---- DOCUMENT SECTION

Data-607 Assignment 3

Chapter 8: Regular Expressions and Essential String Functions

In this assignment we will be exploring the use of regular expressions so that we are able to extract useful information and also be able to manipulate data by making use of other useful string functions.

Question 3: Copy the introductory example. The vector name Stores the exracted names

# First we create a variable that stores the raw data
raw.data <- "555-1239Moe Szyslak(636) 555-0113Burns, C. Montgomery555-6542Rev. Timothy Lovejoy555 8904Ned Flanders636-555-3226Simpson, Homer5543642Dr. Julius Hibbert"

# Extract information


name <- unlist(str_extract_all(raw.data, "[[:alpha:]., ]{2,}"))
name

## [1] "Moe Szyslak"          "Burns, C. Montgomery" "Rev. Timothy Lovejoy"
## [4] "Ned Flanders"         "Simpson, Homer"       "Dr. Julius Hibbert"

--------
---- LISTING

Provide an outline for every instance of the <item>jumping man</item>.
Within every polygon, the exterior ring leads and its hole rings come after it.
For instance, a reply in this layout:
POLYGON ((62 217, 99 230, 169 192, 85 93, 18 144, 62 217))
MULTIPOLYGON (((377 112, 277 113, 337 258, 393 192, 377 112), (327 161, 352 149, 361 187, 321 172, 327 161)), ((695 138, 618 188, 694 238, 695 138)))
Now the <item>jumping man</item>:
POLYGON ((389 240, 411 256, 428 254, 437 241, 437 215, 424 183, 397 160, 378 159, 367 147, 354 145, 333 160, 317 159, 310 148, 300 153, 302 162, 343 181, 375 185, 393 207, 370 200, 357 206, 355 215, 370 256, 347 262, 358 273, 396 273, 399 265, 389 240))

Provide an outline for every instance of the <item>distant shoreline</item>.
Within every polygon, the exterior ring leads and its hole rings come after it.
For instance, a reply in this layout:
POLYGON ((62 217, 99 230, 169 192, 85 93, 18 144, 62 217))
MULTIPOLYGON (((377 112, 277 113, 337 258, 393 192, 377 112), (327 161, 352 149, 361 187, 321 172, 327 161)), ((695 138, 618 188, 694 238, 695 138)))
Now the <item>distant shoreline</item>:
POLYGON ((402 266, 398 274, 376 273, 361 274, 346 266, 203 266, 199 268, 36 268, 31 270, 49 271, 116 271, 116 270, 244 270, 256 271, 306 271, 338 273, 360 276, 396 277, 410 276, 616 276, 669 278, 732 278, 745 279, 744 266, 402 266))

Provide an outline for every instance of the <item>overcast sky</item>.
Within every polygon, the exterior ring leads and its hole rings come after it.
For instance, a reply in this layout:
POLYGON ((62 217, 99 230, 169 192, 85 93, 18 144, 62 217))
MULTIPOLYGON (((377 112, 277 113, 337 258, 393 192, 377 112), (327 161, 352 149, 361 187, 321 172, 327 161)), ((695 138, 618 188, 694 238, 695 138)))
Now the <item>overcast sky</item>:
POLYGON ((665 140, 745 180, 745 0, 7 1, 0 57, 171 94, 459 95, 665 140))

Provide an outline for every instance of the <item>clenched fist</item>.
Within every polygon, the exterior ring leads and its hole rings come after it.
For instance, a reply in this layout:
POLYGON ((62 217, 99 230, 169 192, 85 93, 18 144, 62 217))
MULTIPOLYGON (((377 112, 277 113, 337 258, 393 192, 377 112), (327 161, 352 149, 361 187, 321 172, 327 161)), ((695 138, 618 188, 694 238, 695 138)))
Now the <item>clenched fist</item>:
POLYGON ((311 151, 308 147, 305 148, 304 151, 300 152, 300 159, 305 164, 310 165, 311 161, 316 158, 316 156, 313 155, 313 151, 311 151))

--------

**TO DO:** In the regular expressions assignment, what pattern is passed to str_extract_all to pull the names out of raw.data?

**RESPONSE:** "[[:alpha:]., ]{2,}"